» Exercise aim: Below are some entries. Output each one exactly as it appears.

(Stored items from a collection)

════

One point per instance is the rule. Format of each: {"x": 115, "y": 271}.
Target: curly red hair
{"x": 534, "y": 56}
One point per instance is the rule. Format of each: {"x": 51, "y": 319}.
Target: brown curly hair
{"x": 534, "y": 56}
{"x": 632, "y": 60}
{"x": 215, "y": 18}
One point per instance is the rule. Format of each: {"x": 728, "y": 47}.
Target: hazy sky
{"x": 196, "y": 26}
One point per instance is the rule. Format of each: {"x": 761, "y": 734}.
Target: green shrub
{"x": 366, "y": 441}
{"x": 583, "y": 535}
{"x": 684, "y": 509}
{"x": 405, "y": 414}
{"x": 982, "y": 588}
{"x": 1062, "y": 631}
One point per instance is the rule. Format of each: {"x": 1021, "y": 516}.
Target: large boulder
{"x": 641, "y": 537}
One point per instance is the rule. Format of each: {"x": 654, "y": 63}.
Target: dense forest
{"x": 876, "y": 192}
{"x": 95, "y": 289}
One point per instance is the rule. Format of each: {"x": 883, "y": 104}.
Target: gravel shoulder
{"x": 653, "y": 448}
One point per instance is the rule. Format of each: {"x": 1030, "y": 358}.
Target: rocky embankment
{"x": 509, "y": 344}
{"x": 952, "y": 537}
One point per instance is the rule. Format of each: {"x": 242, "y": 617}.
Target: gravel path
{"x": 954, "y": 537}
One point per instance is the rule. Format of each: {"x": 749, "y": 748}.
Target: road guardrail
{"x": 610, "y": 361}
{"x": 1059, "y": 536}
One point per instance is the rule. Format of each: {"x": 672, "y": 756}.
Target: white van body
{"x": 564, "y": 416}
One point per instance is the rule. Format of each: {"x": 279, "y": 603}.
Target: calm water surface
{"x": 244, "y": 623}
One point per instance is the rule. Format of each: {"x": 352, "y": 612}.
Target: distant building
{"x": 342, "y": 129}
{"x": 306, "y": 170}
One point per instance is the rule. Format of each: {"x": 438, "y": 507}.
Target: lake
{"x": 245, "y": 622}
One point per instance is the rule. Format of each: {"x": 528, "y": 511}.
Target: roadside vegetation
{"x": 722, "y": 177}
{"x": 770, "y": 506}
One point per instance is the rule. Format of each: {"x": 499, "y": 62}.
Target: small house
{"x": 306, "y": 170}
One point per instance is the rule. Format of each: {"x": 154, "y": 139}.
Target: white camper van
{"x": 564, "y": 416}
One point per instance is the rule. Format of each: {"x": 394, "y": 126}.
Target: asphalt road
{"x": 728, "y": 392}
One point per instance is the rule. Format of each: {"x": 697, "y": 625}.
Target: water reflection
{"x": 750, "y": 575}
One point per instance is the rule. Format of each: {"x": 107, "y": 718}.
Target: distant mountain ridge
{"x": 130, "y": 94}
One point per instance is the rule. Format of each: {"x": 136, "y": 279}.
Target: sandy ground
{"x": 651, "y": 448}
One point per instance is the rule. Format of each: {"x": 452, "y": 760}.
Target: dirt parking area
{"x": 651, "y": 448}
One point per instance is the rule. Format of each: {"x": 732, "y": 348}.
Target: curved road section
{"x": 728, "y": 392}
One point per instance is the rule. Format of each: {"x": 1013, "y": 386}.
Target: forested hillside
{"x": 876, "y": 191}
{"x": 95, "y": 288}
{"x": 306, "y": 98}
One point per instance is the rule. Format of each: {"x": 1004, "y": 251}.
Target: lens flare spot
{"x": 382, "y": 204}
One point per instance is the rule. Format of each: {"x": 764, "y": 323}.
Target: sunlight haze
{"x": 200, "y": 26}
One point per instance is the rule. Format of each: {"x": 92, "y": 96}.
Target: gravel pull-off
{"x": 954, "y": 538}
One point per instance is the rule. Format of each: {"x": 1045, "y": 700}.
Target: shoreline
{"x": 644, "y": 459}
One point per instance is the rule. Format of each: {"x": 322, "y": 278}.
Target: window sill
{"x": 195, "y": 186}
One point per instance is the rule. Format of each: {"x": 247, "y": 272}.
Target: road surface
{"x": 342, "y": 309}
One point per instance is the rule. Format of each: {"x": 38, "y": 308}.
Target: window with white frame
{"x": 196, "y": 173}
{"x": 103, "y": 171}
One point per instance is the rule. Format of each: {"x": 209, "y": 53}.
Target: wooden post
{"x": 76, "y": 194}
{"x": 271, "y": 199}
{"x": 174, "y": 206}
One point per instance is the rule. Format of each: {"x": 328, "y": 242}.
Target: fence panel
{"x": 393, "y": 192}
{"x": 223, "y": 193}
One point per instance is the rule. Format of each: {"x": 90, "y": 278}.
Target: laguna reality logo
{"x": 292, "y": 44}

════

» Exercise output:
One point per instance is the rule. Format of each: {"x": 115, "y": 271}.
Target: curly red hair
{"x": 534, "y": 56}
One point per instance is the rule. Format of each: {"x": 51, "y": 319}.
Target: brown curly hair
{"x": 534, "y": 56}
{"x": 632, "y": 60}
{"x": 215, "y": 18}
One point per instance is the rule. Format of each: {"x": 728, "y": 47}.
Target: hazy sky
{"x": 196, "y": 26}
One point per instance is the rule. Format of each: {"x": 761, "y": 734}.
Target: green shrub
{"x": 366, "y": 441}
{"x": 583, "y": 535}
{"x": 684, "y": 509}
{"x": 405, "y": 414}
{"x": 982, "y": 588}
{"x": 1062, "y": 631}
One point per instance is the rule. Format of each: {"x": 1021, "y": 516}.
Target: large boulder
{"x": 641, "y": 537}
One point per instance is the rule. Format of each: {"x": 654, "y": 63}.
Target: dense forest
{"x": 876, "y": 192}
{"x": 95, "y": 289}
One point per instance is the rule. Format of each: {"x": 883, "y": 104}.
Target: gravel shoulder
{"x": 653, "y": 448}
One point per instance is the rule. Format of each: {"x": 1030, "y": 358}.
Target: rocky embankment
{"x": 509, "y": 344}
{"x": 952, "y": 537}
One point per instance is the rule. Format of each: {"x": 242, "y": 617}.
Target: gravel path
{"x": 954, "y": 537}
One point per instance is the rule. Format of each: {"x": 749, "y": 748}.
Target: road guardrail
{"x": 610, "y": 361}
{"x": 1059, "y": 536}
One point per instance is the rule. Format of each: {"x": 672, "y": 756}.
Target: white van body
{"x": 564, "y": 416}
One point per instance is the rule. Format of each: {"x": 279, "y": 603}.
Target: calm water surface
{"x": 244, "y": 623}
One point per instance is the rule. Format of each: {"x": 352, "y": 612}.
Target: distant building
{"x": 342, "y": 129}
{"x": 306, "y": 170}
One point per instance is the rule. Format of each: {"x": 438, "y": 507}.
Target: lake
{"x": 245, "y": 622}
One point per instance is the rule. Format of each: {"x": 528, "y": 511}.
Target: roadside vegetation
{"x": 722, "y": 177}
{"x": 770, "y": 506}
One point per instance is the rule. Format of each: {"x": 499, "y": 62}.
Target: small house
{"x": 306, "y": 170}
One point per instance is the rule. Format of each: {"x": 154, "y": 139}.
Target: white camper van
{"x": 564, "y": 416}
One point per instance is the rule. Format of each: {"x": 394, "y": 126}.
Target: asphalt road
{"x": 728, "y": 392}
One point per instance is the rule. Format of each: {"x": 697, "y": 625}.
Target: water reflection
{"x": 750, "y": 575}
One point per instance is the rule. Format of each: {"x": 107, "y": 718}.
Target: distant mountain ridge
{"x": 130, "y": 94}
One point per instance is the rule. Format of each: {"x": 136, "y": 279}.
Target: sandy ground
{"x": 651, "y": 448}
One point per instance is the rule. Format of each: {"x": 452, "y": 760}.
Target: dirt parking area
{"x": 651, "y": 448}
One point per instance is the rule. Format of each: {"x": 732, "y": 348}.
Target: curved road section
{"x": 728, "y": 392}
One point per instance is the rule. Format of each: {"x": 1013, "y": 386}.
Target: forested hillside
{"x": 876, "y": 191}
{"x": 95, "y": 288}
{"x": 306, "y": 98}
One point per instance is the rule. Format of each: {"x": 1004, "y": 251}.
Target: lens flare spot
{"x": 382, "y": 204}
One point per instance is the rule. Format of each: {"x": 764, "y": 323}.
Target: sunlight haze
{"x": 200, "y": 26}
One point per instance is the rule. Format of each: {"x": 92, "y": 96}.
Target: gravel pull-off
{"x": 954, "y": 538}
One point per instance is the rule. Format of each: {"x": 1045, "y": 700}.
Target: shoreline
{"x": 644, "y": 459}
One point per instance is the rule. Format of each: {"x": 322, "y": 278}.
Target: window sill
{"x": 195, "y": 186}
One point per instance is the rule. Format of each: {"x": 247, "y": 272}.
Target: road surface
{"x": 342, "y": 309}
One point per instance is the rule. Format of each: {"x": 38, "y": 308}.
Target: window with white frame
{"x": 196, "y": 173}
{"x": 103, "y": 171}
One point per instance is the rule. Format of each: {"x": 209, "y": 53}.
Target: wooden post
{"x": 76, "y": 194}
{"x": 271, "y": 199}
{"x": 174, "y": 206}
One point per instance is the rule. Format of each: {"x": 328, "y": 242}.
Target: fence panel
{"x": 393, "y": 192}
{"x": 223, "y": 193}
One point per instance is the rule. Format of each: {"x": 90, "y": 278}.
Target: laguna reality logo
{"x": 292, "y": 44}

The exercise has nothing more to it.